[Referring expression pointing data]
┏━━

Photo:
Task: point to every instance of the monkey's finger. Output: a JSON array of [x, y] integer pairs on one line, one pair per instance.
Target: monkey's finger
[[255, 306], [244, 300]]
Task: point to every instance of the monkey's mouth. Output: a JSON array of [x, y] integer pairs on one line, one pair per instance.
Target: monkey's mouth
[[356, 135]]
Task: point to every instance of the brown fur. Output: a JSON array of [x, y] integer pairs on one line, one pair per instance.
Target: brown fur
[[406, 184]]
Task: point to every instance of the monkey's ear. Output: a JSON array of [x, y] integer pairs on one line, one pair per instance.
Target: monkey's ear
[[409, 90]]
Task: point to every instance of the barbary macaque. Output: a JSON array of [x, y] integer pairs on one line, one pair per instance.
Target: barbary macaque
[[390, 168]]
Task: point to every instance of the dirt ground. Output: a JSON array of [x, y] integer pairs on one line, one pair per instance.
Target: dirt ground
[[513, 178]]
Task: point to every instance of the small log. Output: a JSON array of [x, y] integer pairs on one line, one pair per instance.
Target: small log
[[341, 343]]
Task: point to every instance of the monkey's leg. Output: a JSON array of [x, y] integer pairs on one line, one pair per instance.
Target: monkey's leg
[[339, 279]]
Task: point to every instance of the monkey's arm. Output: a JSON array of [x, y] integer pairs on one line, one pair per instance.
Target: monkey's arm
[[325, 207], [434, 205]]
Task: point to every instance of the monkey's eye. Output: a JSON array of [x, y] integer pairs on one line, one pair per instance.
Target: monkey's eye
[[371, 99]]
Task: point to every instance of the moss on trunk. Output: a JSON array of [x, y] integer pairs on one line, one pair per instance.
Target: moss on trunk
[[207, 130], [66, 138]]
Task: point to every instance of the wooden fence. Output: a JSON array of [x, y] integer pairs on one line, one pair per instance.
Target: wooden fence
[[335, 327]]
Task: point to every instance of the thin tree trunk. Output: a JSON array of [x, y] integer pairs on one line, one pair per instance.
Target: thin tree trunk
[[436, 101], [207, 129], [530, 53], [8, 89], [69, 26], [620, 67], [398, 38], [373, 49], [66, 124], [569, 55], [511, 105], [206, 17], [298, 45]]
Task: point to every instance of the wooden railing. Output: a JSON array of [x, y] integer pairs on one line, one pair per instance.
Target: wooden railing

┗━━

• [Exercise goal]:
Retype the lines from the one containing "Task: point to every instance of the wooden railing." to the last line above. Change nothing and include no others.

• [Reply]:
Task: point to every instance of the wooden railing. Output: a JSON array of [x, y] integer pairs on one line, one pair per instance.
Target: wooden railing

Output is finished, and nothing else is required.